** Begin Source passage **

The current threat environment calls for a paradigm shift: instead of engaging adversaries in a seemingly endless series of skirmishes, cybersecurity leaders should invest in proactive and preventative technologies and architecture to dramatically reduce the number of opportunities that adversaries have to meaningfully engage the cyber defenses on their networks, while acknowledging the continued need for access to the information hosted on the Internet to maintain a competitive advantage for their business. A few examples of these technologies include:

Remote Browser Isolation (RBI) to remove the risk posed by processing potentially malicious web code on user endpoints within the trusted network. As the name implies, properly designed RBI solutions instead isolate processing of web code outside the network perimeter and provide users with a safe, interactive stream of the information they are attempting to access.

Attack Surface Management (ASM) to right size and secure organizations’ externally facing web presence. Most companies today don’t have a complete, current, and accurate idea of the Internet-facing services running on their network. A properly implemented ASM program seeks to understand an organization’s Internet exposure, eliminate unnecessary services, and properly secure necessary services.

Allow Listing trusted sites and blocking all others via secure web gateways and proxies ensures that organizations treat unknown material as malicious by default and significantly lowers organizations’ reliance on network and endpoint detection and response mechanisms. The significant restrictions this approach places on users’ access to non-trusted websites may be alleviated by implementation of RBI or creating a segregated network for non-trusted Internet activity.

By rethinking cybersecurity programs with this type of technology in mind, leaders can alter the one part of the threat equation over which they have control: the number of opportunities presented to the attacker. In doing so, they will be able to concentrate the gains that generative AI brings to defenders on the parts of their network that absolutely require porous connections to the Internet rather than spending resources on assets that do not require the same level of access. Essentially – when cybersecurity adversaries only need to win one battle to win the war, defenders ought to pick their battles wisely.

** End Source passage **
** Begin Records to use **

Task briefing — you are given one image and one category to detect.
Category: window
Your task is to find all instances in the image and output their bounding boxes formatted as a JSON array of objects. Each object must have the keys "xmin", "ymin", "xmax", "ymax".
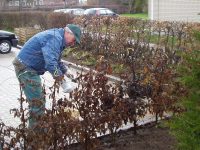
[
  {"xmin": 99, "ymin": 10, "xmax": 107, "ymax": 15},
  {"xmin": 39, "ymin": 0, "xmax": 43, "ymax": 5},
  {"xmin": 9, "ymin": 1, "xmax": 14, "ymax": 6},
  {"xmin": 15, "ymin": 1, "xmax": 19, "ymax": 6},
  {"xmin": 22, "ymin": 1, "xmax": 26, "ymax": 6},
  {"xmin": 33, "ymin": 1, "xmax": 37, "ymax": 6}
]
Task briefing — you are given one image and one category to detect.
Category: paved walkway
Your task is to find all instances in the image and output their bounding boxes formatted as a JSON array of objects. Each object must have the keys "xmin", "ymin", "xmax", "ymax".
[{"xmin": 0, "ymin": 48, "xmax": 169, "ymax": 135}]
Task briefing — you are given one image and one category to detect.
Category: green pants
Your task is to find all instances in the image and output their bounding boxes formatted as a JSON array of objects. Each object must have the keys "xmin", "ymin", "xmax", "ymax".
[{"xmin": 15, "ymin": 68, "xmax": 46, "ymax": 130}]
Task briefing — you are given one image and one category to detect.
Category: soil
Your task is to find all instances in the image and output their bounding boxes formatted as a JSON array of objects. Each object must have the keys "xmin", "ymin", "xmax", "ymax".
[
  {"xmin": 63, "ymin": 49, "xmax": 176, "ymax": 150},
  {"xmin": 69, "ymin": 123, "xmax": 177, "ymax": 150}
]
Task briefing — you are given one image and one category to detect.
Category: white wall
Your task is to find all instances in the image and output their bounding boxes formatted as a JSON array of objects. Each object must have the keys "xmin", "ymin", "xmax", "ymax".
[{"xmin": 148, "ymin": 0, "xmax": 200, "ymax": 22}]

** End Records to use **
** Begin Records to use **

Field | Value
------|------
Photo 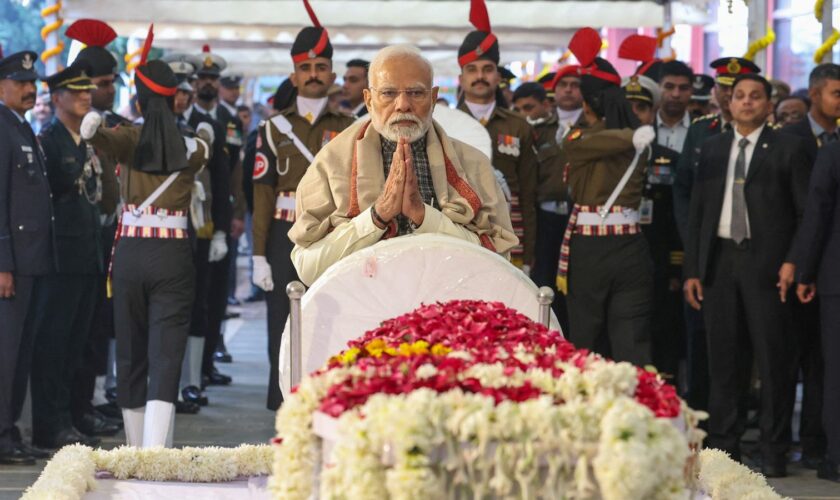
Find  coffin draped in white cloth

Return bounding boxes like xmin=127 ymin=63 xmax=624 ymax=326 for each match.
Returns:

** End Records to use **

Tasks for this exercise =>
A) In the cybersecurity passage, what two measures can ease the restrictions that allow listing places on users' access to non-trusted websites?
B) Pick out each line of the records that contains the string "white".

Responses per task =>
A) Implementing Remote Browser Isolation (RBI) or creating a segregated network for non-trusted Internet activity.

B)
Category: white wall
Find  coffin draped in white cloth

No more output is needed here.